**What the task asks:** Pick out every row below that contains the word "tail", and copy each of those rows in full.

▶

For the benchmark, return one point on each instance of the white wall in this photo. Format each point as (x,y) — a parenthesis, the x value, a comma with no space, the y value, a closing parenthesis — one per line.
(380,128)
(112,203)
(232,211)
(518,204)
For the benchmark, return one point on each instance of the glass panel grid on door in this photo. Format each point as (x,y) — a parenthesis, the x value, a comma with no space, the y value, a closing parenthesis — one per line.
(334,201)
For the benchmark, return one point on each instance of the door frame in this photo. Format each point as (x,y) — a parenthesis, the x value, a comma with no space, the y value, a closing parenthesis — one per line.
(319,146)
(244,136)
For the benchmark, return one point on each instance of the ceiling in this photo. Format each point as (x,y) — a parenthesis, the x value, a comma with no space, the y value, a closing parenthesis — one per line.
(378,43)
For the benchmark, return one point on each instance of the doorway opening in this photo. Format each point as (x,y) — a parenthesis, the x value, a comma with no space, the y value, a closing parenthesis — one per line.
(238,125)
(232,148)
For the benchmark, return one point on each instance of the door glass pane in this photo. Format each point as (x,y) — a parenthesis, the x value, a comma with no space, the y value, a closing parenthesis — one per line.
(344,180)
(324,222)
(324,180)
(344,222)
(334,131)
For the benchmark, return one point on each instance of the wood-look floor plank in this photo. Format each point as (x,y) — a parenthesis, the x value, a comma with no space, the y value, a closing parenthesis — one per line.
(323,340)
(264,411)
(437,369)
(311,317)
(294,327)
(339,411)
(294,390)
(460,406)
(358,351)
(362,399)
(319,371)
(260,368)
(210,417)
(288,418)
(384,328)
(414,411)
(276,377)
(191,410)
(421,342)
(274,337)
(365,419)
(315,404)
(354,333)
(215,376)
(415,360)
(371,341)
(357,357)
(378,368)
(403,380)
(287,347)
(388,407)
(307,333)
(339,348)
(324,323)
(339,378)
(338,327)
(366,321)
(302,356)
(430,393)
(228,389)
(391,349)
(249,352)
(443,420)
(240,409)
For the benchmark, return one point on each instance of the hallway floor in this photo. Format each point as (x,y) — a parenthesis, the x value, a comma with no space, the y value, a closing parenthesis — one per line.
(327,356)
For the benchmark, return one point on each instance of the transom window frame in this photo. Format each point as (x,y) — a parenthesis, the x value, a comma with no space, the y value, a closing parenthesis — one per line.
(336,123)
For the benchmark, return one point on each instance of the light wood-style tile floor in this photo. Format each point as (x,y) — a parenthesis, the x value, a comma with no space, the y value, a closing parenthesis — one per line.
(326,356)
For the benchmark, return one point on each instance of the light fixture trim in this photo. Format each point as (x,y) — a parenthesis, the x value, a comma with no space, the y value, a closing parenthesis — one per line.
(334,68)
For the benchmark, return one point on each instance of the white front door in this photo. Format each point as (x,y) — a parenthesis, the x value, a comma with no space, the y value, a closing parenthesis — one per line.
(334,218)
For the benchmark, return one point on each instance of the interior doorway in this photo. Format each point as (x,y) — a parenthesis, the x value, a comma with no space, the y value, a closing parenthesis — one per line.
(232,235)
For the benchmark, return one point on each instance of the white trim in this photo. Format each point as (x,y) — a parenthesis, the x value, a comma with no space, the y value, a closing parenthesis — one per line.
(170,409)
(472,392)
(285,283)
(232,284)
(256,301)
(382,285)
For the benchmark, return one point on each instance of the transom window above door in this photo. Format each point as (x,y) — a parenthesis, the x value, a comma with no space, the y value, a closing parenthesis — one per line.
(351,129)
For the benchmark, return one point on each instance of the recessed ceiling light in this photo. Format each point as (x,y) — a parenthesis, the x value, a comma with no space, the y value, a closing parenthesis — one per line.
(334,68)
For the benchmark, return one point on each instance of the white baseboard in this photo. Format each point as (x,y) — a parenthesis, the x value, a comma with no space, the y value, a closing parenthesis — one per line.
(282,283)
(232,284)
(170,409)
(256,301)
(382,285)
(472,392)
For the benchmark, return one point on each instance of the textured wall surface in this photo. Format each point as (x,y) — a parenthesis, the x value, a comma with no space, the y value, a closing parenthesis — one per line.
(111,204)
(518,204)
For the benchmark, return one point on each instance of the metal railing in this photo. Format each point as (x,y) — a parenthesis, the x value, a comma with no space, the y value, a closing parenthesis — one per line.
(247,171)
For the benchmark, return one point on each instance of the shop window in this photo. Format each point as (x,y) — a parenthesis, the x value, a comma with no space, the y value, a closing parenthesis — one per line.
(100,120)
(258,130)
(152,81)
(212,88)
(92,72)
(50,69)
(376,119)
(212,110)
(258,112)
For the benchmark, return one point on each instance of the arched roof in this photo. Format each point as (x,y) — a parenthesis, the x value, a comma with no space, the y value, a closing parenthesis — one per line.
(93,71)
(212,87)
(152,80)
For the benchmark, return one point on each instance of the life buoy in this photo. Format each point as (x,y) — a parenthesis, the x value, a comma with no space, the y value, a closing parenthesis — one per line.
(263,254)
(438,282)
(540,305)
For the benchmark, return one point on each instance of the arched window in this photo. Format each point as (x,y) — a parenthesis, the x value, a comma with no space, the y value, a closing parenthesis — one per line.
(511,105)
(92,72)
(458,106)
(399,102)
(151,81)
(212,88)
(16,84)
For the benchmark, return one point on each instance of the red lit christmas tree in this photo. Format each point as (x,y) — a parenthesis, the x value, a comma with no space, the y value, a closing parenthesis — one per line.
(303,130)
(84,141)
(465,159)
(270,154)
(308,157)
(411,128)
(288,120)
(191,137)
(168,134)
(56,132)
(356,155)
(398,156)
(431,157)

◀
▶

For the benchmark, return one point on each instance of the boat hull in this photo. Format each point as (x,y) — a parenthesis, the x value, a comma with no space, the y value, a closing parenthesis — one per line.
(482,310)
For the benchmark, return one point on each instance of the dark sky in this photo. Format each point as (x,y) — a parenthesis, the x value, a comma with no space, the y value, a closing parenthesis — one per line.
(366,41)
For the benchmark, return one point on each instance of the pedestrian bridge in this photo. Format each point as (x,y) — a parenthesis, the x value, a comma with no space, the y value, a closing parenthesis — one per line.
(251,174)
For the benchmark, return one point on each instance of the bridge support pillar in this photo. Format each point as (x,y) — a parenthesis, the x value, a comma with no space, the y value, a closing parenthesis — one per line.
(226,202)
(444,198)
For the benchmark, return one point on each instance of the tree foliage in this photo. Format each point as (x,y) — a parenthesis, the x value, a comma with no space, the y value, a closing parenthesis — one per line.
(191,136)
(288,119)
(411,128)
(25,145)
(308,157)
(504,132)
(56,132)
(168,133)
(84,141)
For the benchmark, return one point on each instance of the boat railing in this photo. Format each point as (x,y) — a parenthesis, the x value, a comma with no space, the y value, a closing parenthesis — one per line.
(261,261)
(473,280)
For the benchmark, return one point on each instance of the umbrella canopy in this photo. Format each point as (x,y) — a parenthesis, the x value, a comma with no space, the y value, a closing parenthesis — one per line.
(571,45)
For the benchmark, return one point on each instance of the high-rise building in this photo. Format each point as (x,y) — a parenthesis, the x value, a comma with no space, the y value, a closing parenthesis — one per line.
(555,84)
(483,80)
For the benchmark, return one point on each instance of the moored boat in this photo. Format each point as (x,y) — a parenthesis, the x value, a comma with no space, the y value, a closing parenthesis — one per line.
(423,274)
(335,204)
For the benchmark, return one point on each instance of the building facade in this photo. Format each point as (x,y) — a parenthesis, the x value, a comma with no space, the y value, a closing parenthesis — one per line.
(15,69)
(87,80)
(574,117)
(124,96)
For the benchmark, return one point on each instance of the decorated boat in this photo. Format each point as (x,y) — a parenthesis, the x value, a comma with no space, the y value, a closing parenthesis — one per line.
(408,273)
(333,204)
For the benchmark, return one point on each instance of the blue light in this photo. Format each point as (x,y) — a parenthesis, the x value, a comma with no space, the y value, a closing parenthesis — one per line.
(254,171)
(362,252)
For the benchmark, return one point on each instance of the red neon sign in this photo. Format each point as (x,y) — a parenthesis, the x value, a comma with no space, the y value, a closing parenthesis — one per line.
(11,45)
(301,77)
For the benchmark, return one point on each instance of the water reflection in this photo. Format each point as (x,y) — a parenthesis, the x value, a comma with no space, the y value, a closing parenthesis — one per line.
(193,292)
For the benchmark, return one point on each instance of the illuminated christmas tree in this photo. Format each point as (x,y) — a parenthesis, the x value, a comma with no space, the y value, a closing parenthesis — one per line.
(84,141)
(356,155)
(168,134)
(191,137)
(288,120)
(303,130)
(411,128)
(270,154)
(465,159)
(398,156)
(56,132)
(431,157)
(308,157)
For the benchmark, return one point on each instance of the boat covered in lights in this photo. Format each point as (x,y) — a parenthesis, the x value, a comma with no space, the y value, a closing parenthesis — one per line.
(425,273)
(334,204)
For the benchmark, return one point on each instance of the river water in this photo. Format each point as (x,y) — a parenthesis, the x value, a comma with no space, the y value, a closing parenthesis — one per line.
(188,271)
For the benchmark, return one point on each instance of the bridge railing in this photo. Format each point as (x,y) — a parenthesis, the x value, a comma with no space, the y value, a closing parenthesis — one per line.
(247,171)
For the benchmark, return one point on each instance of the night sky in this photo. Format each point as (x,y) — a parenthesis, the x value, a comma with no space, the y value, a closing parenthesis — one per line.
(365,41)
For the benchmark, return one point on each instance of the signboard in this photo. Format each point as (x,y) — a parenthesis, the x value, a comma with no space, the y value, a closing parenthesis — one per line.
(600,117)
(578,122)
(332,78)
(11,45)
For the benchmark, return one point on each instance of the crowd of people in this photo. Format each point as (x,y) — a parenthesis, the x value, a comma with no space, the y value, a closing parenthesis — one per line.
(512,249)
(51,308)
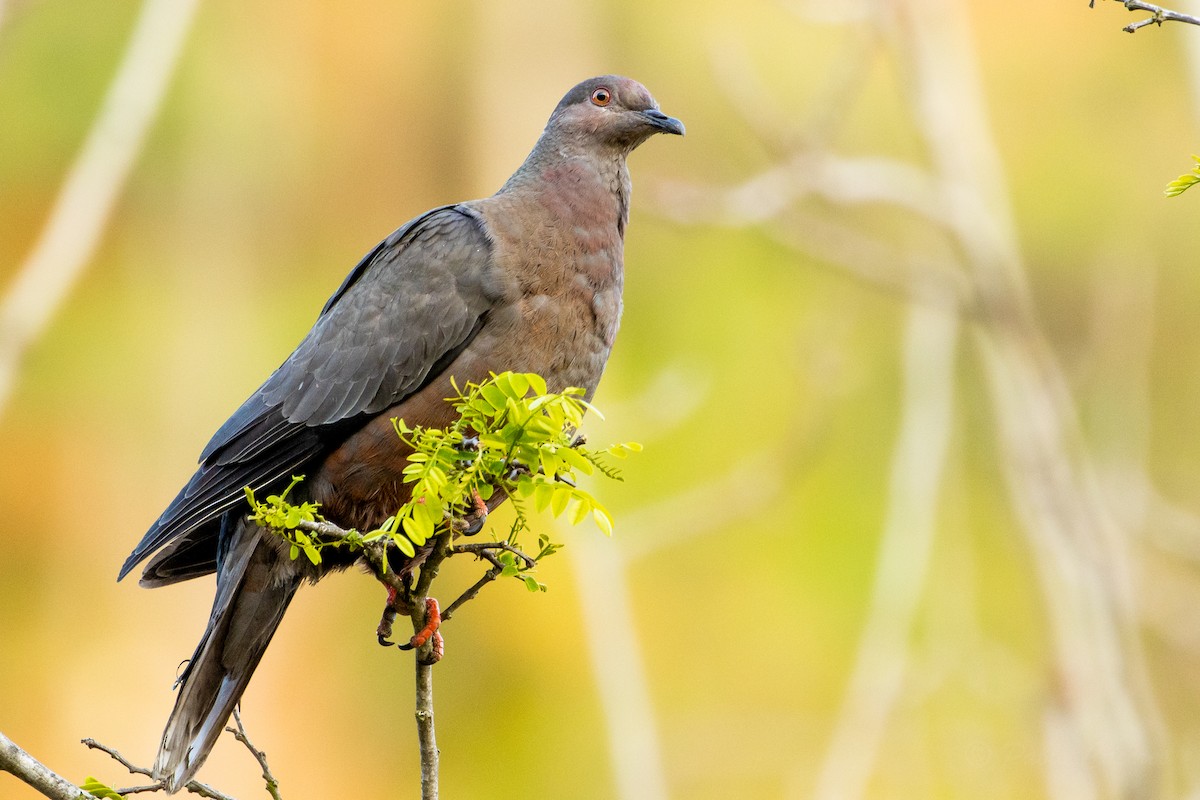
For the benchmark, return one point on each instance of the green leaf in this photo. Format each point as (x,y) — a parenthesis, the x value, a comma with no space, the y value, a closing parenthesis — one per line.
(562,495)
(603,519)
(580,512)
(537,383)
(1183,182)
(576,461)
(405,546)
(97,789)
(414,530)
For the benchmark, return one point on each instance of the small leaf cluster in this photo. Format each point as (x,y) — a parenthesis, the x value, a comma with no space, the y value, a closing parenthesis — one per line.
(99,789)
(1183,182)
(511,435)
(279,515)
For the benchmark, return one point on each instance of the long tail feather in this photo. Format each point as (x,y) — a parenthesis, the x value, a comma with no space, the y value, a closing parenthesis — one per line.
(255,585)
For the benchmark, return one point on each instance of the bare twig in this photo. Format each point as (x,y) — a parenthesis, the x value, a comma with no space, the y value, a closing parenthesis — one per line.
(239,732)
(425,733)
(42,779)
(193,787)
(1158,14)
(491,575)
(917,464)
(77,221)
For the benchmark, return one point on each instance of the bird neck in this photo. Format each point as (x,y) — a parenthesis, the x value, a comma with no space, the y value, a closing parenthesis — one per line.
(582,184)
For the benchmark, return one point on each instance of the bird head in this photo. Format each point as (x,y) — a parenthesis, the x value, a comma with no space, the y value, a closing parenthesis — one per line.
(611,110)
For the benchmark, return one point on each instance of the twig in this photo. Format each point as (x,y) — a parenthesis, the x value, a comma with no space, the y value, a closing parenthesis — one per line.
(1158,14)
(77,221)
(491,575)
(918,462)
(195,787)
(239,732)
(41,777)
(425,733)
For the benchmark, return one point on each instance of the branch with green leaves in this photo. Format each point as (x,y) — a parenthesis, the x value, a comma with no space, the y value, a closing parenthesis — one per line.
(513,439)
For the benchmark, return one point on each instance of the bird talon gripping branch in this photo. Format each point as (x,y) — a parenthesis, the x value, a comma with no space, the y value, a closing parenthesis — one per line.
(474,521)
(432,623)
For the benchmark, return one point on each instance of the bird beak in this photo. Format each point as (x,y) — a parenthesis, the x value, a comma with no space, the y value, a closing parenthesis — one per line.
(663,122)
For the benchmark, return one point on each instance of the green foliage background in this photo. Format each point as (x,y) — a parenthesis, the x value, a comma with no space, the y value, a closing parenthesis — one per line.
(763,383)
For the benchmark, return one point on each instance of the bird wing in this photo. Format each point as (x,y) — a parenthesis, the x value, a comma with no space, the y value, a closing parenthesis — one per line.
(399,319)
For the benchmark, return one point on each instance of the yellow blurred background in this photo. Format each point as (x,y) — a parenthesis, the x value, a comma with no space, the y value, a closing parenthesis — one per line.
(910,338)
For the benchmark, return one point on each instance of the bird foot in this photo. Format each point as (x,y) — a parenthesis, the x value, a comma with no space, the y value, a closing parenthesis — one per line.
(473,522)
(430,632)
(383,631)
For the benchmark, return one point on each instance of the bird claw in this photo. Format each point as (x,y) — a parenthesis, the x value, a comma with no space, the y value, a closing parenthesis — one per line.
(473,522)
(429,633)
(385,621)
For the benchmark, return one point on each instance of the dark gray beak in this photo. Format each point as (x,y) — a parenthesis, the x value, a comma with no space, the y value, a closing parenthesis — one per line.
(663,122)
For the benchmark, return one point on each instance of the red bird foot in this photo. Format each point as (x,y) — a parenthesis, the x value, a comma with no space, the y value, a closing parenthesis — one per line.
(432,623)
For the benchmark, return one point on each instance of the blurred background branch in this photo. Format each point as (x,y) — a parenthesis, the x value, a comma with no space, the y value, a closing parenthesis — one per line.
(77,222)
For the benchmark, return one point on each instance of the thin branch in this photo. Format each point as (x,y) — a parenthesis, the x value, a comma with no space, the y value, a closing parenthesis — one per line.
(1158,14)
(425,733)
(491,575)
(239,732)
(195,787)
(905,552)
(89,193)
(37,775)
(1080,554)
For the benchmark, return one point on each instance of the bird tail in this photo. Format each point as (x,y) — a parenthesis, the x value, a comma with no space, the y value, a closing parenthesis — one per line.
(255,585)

◀
▶

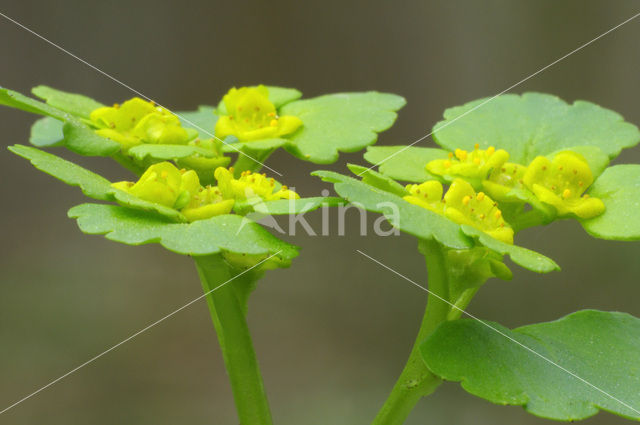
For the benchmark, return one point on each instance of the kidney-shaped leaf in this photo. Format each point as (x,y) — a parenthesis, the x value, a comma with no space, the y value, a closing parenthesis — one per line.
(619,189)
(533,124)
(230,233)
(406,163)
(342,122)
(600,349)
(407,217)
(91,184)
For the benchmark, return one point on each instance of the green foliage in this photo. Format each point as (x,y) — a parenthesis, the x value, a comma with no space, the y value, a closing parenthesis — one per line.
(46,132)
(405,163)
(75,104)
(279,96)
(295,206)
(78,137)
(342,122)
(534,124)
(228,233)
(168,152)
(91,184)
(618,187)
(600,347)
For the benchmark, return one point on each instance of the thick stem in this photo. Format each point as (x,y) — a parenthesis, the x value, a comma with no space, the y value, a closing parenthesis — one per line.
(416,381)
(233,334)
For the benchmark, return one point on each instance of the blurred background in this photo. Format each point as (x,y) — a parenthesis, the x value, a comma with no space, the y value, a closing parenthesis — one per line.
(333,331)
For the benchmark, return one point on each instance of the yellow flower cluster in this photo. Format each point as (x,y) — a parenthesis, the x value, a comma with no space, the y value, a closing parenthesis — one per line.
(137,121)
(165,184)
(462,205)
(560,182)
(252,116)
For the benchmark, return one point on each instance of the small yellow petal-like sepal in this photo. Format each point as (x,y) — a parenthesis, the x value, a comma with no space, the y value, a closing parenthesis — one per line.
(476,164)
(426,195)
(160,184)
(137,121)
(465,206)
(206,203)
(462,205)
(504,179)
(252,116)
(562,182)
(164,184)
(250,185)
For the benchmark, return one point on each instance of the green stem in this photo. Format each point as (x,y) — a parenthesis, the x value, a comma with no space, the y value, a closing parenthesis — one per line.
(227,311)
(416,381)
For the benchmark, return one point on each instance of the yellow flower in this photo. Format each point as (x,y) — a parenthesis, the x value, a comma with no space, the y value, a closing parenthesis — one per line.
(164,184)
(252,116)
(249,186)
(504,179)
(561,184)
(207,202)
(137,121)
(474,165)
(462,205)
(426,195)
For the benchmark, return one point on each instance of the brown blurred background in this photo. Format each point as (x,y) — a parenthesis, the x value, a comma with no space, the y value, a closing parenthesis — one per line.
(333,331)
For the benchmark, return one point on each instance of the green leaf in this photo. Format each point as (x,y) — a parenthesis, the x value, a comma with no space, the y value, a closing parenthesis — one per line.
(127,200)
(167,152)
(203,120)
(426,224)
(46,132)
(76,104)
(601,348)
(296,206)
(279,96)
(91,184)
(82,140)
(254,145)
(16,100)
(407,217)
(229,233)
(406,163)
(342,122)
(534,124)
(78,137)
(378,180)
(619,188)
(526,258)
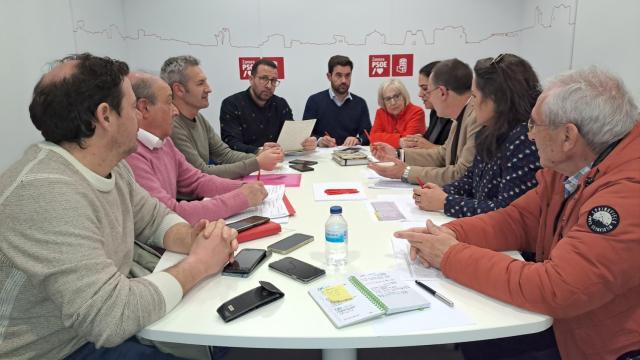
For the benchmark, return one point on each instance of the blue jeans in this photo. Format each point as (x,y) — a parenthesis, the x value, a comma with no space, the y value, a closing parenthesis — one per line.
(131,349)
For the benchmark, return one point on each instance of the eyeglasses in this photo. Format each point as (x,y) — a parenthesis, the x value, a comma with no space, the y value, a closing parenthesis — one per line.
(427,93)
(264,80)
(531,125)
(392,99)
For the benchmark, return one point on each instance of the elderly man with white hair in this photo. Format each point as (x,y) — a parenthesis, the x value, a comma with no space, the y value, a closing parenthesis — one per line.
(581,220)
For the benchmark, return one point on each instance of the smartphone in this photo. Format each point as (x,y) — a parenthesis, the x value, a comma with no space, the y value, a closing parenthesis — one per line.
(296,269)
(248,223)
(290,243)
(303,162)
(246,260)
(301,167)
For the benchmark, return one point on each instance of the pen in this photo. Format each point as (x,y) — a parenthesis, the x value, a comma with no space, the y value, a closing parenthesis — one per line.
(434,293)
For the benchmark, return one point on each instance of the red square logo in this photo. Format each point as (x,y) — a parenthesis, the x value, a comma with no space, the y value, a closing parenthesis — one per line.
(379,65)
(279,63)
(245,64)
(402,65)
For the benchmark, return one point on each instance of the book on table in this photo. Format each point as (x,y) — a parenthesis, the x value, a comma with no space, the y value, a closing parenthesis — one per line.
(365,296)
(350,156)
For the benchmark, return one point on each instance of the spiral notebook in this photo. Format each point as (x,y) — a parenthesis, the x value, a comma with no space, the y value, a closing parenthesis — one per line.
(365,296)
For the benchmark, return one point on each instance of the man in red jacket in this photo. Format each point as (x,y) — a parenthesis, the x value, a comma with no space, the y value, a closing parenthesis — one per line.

◀

**Result for this exercise:**
For the benchmark, return one point on each instance of the long tail feather in this photo. Format each point as (x,y) — a parenthesis, the x value, a comma with no space, the y value, a closing parenthesis — one per line.
For the benchmark, return one point on each instance of the bird tail in this photo. Format each point as (x,y) — a parenthesis, the x value, a comma with no space, the y value, a closing parenthesis — one per line.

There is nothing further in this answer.